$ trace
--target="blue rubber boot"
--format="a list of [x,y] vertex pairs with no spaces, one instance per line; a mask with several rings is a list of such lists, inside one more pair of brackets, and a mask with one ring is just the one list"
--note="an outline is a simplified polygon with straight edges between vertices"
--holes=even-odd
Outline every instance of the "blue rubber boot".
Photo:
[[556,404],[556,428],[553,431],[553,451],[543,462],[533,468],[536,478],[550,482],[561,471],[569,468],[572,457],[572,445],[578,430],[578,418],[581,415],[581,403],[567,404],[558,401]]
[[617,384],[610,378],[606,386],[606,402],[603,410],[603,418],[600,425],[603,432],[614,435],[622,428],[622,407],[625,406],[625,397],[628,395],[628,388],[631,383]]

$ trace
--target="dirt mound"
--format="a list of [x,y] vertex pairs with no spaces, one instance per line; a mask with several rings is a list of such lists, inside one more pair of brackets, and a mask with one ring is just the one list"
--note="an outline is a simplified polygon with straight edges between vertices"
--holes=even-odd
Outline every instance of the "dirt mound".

* * *

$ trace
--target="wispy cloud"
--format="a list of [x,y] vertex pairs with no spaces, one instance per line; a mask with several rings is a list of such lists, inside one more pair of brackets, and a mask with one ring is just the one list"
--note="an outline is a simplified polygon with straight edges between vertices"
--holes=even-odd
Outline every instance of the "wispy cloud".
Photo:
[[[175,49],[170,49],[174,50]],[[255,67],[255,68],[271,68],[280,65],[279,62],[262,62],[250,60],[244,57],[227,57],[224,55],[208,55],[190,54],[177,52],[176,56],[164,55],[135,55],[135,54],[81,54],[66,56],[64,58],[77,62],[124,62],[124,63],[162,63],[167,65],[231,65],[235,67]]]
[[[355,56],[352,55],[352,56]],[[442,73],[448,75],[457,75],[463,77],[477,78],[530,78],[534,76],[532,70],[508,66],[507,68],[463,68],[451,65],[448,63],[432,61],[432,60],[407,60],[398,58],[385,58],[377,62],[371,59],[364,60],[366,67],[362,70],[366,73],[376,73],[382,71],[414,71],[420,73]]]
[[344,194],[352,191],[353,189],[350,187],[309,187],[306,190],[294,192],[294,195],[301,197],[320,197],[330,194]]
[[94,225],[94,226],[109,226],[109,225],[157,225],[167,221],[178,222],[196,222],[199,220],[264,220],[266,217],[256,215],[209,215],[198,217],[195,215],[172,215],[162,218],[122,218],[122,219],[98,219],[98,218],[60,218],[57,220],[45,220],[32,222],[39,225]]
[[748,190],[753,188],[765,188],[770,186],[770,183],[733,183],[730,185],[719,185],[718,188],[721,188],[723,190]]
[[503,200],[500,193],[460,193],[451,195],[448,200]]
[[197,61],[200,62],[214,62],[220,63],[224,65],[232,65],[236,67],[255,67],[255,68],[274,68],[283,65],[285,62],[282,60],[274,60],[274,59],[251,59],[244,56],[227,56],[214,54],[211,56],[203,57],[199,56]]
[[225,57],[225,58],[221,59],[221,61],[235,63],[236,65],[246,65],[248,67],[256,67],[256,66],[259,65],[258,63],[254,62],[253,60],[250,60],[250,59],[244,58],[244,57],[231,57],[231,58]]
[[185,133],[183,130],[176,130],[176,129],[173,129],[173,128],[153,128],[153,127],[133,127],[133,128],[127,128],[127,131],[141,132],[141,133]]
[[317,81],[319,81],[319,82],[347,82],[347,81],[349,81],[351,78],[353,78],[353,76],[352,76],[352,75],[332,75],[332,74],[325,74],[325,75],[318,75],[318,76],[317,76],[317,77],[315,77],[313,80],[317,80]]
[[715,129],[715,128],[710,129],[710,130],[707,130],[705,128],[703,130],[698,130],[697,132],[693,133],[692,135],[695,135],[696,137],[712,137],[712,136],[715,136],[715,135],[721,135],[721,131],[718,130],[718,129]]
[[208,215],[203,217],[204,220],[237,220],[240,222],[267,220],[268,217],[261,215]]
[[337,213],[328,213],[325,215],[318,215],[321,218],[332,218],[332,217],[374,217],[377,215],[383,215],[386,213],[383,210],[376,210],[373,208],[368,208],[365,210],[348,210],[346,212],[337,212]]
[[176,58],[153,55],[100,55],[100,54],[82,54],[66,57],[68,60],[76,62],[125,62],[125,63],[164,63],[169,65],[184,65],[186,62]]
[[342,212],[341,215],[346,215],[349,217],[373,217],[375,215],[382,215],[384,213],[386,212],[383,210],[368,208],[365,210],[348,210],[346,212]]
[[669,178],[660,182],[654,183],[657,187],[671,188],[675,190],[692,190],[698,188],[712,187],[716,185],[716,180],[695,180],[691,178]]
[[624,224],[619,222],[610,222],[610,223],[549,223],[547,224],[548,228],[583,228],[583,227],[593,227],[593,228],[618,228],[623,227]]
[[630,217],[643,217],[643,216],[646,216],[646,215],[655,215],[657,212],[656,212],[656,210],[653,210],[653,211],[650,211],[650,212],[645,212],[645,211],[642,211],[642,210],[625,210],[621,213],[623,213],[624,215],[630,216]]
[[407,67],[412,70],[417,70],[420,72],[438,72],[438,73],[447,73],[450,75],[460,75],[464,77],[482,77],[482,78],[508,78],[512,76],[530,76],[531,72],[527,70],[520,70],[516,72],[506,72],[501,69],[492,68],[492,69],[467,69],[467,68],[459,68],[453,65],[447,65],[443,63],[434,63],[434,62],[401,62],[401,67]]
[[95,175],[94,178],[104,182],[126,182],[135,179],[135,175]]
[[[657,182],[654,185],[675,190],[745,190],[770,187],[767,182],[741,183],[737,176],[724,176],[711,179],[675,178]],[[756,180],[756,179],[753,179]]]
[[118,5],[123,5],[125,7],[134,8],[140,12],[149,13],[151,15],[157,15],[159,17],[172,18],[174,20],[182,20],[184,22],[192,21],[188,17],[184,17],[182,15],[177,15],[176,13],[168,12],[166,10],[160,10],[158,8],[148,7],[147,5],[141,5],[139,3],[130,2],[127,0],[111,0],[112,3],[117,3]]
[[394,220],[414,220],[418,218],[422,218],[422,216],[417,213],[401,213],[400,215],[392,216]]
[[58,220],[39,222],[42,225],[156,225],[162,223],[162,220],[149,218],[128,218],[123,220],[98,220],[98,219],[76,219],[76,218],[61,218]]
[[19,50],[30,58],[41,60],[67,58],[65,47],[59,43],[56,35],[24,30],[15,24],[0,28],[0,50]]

| Try it |
Show every line from the entries above in which "target" appears.

| Exercise result |
--target="blue rubber boot"
--target="dirt mound"
--target="wispy cloud"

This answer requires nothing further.